*What is expected:* Continue the review of The Monogram Murders, starting right after its last paragraph.

Tuesday, October 14, 2014

The Monogram Murders: Hercule Poirot Returns

As a massive Agatha Christie fan, I was thrilled to learn the Christie estate had authorized a new Hercule Poirot novel. Written by Sophie Hannah, The Monogram Murders is the first novel to feature the Belgian detective since 1975's Curtain: Poirot's Last Case. While it is thrilling to see Poirot back in action, using his "little grey cells," the novel itself a reminder that no one can craft a mystery as well as Agatha Christie.

The novel opens in 1929 London, with Poirot having a vacation of sorts and staying in a guest house. His fellow boarder is a Scotland Yard detective, Edward Catchpool. Catchpool is our narrator: it's unclear why Hannah chose to introduce a new narrator instead of the dependable Captain Hastings, but perhaps having to re-introduce one formidable Christie character was enough for her. Catchpool is very Hastings-esque, able to do solid police work but unable to make the intellectual leaps that are Poirot's forte when the two of them get caught up in a murder investigation of three dead bodies found with monogrammed cufflinks in their mouths. On the evening of the murders, Poirot met a frightened woman named Jennie, and he is convinced that she is linked to the victims and might be next. Catchpool is battling his own psychological demons and is happy to have Poirot's help on this case, despite being constantly made to feel like a dunce as the Belgian makes enigmatic suggestions and laments the deplorable state of Catchpool's intellect. It's a spot-on character study, and Hannah has certainly managed to bring back the Poirot of yore.

*Records provided:*
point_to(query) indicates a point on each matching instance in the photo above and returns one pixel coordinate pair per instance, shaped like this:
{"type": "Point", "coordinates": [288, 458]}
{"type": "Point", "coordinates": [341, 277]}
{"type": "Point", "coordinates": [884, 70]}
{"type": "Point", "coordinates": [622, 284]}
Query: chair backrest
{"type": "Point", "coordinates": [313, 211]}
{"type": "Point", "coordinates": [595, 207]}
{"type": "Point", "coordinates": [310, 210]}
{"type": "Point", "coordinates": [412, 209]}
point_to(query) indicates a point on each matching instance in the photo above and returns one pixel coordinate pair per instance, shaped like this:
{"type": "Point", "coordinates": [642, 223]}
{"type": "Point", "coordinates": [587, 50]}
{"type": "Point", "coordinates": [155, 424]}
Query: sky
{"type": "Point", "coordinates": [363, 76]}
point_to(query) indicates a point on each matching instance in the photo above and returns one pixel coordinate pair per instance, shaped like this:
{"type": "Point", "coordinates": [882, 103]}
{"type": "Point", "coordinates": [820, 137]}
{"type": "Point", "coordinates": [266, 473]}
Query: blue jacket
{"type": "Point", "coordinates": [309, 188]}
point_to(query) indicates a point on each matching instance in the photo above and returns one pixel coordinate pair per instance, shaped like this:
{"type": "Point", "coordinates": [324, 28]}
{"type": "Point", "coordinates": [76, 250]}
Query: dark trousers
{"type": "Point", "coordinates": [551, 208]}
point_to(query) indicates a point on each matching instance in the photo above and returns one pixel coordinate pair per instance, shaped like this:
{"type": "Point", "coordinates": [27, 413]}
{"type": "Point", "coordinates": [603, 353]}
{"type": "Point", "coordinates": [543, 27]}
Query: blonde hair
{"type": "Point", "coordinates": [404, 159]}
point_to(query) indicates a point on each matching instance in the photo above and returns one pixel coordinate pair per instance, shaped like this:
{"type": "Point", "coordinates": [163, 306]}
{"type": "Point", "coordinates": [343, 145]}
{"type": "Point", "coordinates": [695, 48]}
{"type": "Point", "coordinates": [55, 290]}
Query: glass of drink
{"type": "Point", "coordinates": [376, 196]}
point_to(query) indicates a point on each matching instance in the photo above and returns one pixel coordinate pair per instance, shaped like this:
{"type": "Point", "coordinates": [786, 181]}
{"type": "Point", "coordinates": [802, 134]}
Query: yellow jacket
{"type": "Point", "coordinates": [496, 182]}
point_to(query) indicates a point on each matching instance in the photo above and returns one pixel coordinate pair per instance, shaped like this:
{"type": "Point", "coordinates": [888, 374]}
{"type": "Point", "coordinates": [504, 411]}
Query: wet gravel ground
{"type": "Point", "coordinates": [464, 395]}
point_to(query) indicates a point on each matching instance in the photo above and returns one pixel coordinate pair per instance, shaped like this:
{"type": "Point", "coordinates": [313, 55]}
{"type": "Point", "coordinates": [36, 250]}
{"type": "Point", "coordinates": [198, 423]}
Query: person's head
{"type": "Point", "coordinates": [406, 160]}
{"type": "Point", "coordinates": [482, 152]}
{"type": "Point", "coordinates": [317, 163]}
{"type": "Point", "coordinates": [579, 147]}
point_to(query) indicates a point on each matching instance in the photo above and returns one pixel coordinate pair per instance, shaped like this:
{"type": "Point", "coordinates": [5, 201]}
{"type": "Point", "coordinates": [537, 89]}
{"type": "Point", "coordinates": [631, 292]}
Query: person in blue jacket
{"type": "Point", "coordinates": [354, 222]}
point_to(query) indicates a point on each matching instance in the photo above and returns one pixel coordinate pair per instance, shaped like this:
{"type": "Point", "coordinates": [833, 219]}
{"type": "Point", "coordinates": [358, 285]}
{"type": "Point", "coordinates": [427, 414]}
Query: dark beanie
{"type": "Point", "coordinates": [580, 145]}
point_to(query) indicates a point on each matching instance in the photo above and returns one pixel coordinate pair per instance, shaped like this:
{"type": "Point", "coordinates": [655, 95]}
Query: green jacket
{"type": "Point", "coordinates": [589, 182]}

---

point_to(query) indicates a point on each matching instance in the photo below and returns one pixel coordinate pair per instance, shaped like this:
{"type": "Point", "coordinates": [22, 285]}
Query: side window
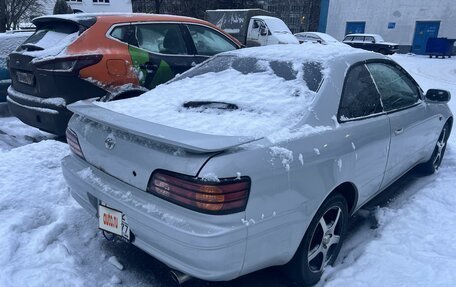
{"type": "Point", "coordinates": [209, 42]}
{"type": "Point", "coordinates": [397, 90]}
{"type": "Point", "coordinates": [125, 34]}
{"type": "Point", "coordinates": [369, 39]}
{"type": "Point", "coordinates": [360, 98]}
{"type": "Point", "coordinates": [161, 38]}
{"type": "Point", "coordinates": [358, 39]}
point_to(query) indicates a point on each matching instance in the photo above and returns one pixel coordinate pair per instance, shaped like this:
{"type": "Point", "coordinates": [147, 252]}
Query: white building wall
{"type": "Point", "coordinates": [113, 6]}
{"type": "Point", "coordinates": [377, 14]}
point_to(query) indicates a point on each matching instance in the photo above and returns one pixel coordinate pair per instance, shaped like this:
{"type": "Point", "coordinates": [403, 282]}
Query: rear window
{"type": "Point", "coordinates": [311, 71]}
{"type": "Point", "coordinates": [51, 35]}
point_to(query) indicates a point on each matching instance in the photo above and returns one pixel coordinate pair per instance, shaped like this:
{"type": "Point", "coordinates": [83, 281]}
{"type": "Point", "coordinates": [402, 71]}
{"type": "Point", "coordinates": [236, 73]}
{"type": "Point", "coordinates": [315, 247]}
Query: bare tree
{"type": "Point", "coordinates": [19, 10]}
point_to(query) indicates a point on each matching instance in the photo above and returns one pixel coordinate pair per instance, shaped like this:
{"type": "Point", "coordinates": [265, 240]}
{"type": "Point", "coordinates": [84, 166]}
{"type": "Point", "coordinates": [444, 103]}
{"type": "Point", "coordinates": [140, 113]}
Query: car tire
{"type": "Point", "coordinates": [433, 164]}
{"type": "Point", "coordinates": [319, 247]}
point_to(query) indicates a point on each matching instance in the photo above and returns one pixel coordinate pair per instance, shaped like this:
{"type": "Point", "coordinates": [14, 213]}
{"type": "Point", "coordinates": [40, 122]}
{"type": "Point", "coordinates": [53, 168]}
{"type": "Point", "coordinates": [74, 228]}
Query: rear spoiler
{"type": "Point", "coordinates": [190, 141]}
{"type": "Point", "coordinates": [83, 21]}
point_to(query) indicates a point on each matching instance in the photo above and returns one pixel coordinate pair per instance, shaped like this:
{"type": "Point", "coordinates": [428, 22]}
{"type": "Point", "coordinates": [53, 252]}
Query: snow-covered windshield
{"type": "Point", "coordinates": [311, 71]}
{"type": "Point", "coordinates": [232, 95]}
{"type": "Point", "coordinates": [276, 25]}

*Written answer:*
Despite Poirot behaving exactly as you'd expect, where The Monogram Murders fails to engage me is the plot. It is entirely too convoluted and melodramatic, reminiscent of the weird spiritualistic novels towards the end of Christie's career. Every Poirot novel features the grand denouement at the end, where he explains everything and points out all the clues that were right under our noses. This novel, however, has multiple denouements, as layer upon layer is added to the mystery until you almost don't care who the murderer is by the end. It's certainly an ingenious plot that works, but it feels too overwrought for a Christie novel. Several plot points also hinge a great deal on people's use of grammar, which makes this feel even more like a labored literary exercise than a truly exciting murder mystery. It all wraps up neatly, but ultimately does not have the ease and and awe-inspiring panache of a Christie novel. 

The Monogram Murders is a fun book for Christie fans but is certainly not a replacement for Christie herself. Rather than await future Poirot or Marple reboots, this novel has convinced me to just re-read the classic Christie novels. Nothing beats the original.